### Tarefa 1
Responda, por favor, a estas perguntas sobre o texto a respeito do relatório da OCDE:
(a) Qual é o título do relatório de que Stijn Broecke é autor?
(b) Que situação motivou uma das raras discussões públicas sobre a cobrança de taxas?
(c) Segundo Broecke, a quais estudantes do setor público a cobrança de taxas deveria se aplicar?
### Tarefa 2
Com base no texto sobre o relatório da OCDE, explique em até três frases por que Broecke defende a cobrança de taxas nas universidades públicas.
### Tarefa 3
Estenda o texto sobre o relatório da OCDE a partir da última frase apresentada.

-------- Trecho fornecido

O
economista inglês Stijn Broecke é autor de um relatório publicado recentemente
pela OCDE intitulado "Investing
in Youth: Brazil" (Investindo na Juventude: Brasil). As
conclusões do estudo deveriam inquietar até os eventuais entusiastas da
política educacional brasileira. A primeira é que as cotas de acesso a
universidades públicas, que reservam vagas a determinados grupos de alunos,
abrem, é claro, as portas da academia para novos estudantes, mas não combatem
as fragilidades sistêmicas do ensino nacional. A segunda é que a cobrança de
taxas de estudantes de universidades públicas poderia ajudar. O assunto é um
tabu brasileiro, que só vem à tona em raras discussões públicas como a motivada
pela atual crise
de recursos da USP. Broecke aborda os dois temas de maneira igualmente direta.
"As cotas podem ajudar a ampliar o acesso à universidade para determinados
grupos, mas não resolvem os problemas fundamentais da educação
brasileira", diz o inglês. E emenda sua defesa da cobrança de
taxas como forma de combater outro problema nacional: o nanismo da parcela
de jovens na universidade. Isso, é claro, exige recursos. "Uma das
maneiras de rever a forma de financiamento do sistema é introduzir a cobrança
de taxas no setor público para aqueles estudantes que podem pagar."

----------------
-------- Material fornecido

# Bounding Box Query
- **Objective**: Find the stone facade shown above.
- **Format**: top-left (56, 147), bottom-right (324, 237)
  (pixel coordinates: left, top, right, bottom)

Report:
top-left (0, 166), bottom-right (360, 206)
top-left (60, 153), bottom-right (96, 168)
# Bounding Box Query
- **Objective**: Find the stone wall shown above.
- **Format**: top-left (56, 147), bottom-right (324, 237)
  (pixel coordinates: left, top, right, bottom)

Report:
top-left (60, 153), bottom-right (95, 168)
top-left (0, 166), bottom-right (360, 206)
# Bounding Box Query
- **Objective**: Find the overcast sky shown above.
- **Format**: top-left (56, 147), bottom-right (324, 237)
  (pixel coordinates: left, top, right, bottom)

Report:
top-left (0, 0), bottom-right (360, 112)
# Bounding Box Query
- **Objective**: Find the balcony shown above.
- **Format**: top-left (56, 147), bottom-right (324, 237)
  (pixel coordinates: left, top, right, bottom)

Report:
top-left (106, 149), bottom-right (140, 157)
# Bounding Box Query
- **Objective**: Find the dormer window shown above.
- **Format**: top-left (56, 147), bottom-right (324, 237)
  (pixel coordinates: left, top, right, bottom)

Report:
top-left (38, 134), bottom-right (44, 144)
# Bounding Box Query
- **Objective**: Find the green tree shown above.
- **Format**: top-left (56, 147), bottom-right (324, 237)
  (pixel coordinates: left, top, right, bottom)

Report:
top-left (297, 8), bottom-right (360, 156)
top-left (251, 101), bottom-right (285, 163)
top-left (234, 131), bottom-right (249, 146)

----------------

### Resposta da tarefa 1
(a) "Investing in Youth: Brazil" (Investindo na Juventude: Brasil).
(b) A atual crise de recursos da USP.
(c) Aos estudantes que podem pagar.

### Resposta da tarefa 2
Broecke vê a cobrança de taxas como forma de combater o nanismo da parcela de jovens na universidade, e enfrentar esse problema exige recursos. Para ele, cobrar taxas dos estudantes do setor público que podem pagar é uma das maneiras de rever o financiamento do sistema.

### Resposta da tarefa 3
Confira a seguir a entrevista com o especialista.
Em
seu relatório, o senhor questiona a efetividade das cotas nas universidades
públicas brasileiras. Por quê?
As cotas podem ajudar a ampliar o acesso à
universidade a determinados grupos, que abrangem os mais pobres e alunos de
escolas públicas, mas não resolvem os problemas fundamentais da educação
brasileira. Podemos resumi-los em dois. Primeiro, os baixos níveis de qualidade
do ensino público básico oferecido justamente para aqueles dois grupos.
Segundo, o número relativamente pequeno de vagas no ensino superior, com acesso
restrito a poucos, tanto nas universidades públicas quanto privadas.
Com
resolver essas questões?
A baixa
qualidade da educação oferecida aos alunos de baixa renda deve ser combatida.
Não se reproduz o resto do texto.